TASK OBJECTIVE: Each entry must be written out again exactly as it stands.

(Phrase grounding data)
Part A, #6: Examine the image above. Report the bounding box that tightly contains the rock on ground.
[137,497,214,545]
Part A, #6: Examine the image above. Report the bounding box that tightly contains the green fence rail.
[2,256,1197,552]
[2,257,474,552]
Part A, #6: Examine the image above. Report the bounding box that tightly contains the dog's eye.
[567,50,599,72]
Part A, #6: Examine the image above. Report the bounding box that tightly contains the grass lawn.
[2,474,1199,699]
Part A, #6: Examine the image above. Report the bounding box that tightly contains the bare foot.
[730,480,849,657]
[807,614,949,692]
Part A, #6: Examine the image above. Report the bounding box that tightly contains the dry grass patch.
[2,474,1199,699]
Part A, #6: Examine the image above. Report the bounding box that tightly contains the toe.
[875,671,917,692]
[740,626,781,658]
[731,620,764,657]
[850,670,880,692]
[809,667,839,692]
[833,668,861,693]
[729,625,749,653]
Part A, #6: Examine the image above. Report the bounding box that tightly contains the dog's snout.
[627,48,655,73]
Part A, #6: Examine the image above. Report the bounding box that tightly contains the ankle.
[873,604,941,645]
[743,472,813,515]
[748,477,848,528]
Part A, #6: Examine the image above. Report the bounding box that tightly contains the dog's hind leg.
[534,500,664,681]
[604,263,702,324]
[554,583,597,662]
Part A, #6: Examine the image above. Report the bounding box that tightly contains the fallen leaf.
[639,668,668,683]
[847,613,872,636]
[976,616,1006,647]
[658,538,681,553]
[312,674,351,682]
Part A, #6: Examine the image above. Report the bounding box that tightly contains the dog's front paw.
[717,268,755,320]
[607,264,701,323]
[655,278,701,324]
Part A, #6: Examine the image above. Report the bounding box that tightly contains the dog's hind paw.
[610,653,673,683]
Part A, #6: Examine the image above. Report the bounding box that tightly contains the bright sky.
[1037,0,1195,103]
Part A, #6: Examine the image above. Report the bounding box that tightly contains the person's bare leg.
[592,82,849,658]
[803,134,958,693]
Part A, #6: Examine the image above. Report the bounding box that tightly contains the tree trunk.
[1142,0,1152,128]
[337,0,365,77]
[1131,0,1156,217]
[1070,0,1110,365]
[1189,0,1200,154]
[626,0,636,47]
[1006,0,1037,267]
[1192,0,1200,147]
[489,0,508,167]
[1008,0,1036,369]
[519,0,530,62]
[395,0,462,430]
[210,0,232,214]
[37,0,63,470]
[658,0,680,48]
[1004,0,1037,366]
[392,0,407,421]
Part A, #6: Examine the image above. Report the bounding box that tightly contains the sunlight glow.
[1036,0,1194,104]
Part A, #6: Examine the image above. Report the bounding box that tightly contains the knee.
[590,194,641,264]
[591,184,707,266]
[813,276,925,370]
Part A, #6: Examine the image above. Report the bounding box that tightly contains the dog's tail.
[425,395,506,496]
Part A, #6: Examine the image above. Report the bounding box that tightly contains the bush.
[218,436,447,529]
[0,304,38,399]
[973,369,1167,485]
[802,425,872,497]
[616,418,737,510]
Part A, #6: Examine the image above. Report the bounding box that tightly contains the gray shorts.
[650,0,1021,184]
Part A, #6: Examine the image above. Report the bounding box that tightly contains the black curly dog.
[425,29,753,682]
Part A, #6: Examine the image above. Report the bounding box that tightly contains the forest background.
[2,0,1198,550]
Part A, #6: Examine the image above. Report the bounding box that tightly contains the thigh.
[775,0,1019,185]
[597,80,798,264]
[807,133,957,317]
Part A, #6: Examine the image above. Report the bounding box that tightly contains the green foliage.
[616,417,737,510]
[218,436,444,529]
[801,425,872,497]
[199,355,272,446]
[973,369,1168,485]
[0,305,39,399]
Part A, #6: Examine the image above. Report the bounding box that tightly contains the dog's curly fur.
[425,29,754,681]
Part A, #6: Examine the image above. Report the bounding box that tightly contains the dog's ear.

ANSWER TO THE EXERCISE:
Part A, #6: Examine the image above. Report the bounding box that tightly contains the rock on ground.
[137,497,214,545]
Part A, #6: Examine the image above. Report the bounding box that tightly contains the green fence rail.
[2,256,1197,552]
[2,257,474,552]
Part A, #6: Examine the image above. Report the bounding box that tightly contains the dog's eye.
[567,50,599,72]
Part A, #6: Examine the image above. Report the bounding box that tightly contains the grass lawn.
[2,474,1199,699]
Part A, #6: Examine the image above. Report the bounding box that tightly contains the bare foot.
[730,480,849,657]
[807,614,949,692]
Part A, #6: Examine the image above. Report the bounding box that tightly contains the dry grass patch.
[2,474,1199,699]
Part A, #6: Examine the image above. Report the bounding box that tightly contains the toe.
[875,671,917,692]
[740,626,781,658]
[731,620,764,657]
[850,670,880,692]
[809,667,839,692]
[833,668,861,693]
[729,625,749,653]
Part A, #6: Examine the image above. Report the bounding box that tightly contains the dog's snout.
[627,48,655,73]
Part A, #6: Examine the image above. Report the bounding box that tightly contains the ankle.
[873,604,941,645]
[743,472,813,515]
[748,477,848,528]
Part A, #6: Examine the image above. Report the bounding box that tightly contains the dog's hind leg.
[534,500,664,681]
[604,263,702,324]
[554,583,597,662]
Part A, #6: Examine the image above. Report the bounding box that tightly contains the fallen leaf.
[639,668,668,683]
[847,613,872,636]
[976,616,1006,647]
[658,538,681,553]
[312,674,351,682]
Part A, #6: Examine the image above. Report the bounding box that tightly contains the dog's front paw.
[717,268,755,320]
[607,264,701,323]
[655,278,701,324]
Part A, #6: Examine the image above. Report the bounding box that tightly contains the dog's hind paw.
[610,653,673,683]
Part A, #6: Examine the image above. Report the bounding box that tightly contains the bright sky.
[1037,0,1195,103]
Part A, #6: Examine the image above. Report the bounding box that tightly contains the person's bare leg.
[592,82,849,658]
[803,134,958,693]
Part A, #6: Examine the image above. Report the bounding box that tightly contains the tree trunk.
[1142,0,1152,128]
[337,0,365,77]
[1131,0,1156,217]
[1070,0,1110,365]
[1189,0,1200,154]
[626,0,636,47]
[1006,0,1037,267]
[1192,0,1200,147]
[489,0,508,167]
[1008,0,1036,369]
[519,0,530,62]
[395,0,462,430]
[210,0,232,214]
[37,0,63,470]
[658,0,680,48]
[1004,0,1037,366]
[392,0,407,421]
Part A, #6: Examine the image above. Report the bounding box that tightly contains the sunlight glow.
[1036,0,1194,104]
Part A, #6: Examine the image above. Report the bounding box that tightly contains the knee.
[590,194,641,264]
[591,184,707,266]
[813,276,925,370]
Part A, #6: Examine the image above. Report the bounding box that tightly contains the dog's tail.
[425,395,506,496]
Part A, #6: Examine the image above. Report the bounding box that tightly contains the bush.
[218,436,447,529]
[0,304,38,399]
[973,369,1167,485]
[802,425,872,497]
[616,418,737,510]
Part A, #6: Examine the image above. Report the bounding box that tightly contains the gray shorts.
[650,0,1021,184]
Part A, #6: Examine the image above. Report the bounding box that tightly contains the black curly dog.
[425,29,753,682]
Part A, #6: Examine the image above. Report the bounding box that tightly contains the forest background.
[2,0,1198,550]
Part A, #6: Examine the image above. Report the bounding box that tightly contains the thigh.
[775,0,1019,185]
[597,80,798,264]
[807,133,957,317]
Part A, #6: Examine the image above. Report the bounding box that tightly contains the green foliage.
[616,417,737,510]
[218,436,444,529]
[801,425,872,497]
[199,355,272,446]
[973,369,1168,485]
[0,305,39,399]
Part A, #6: Examine the image above. Report the bounding box that tightly contains the dog's curly fur.
[425,29,754,681]
Part A, #6: Examine the image above. Report the bounding box that tightly contains the dog's ear.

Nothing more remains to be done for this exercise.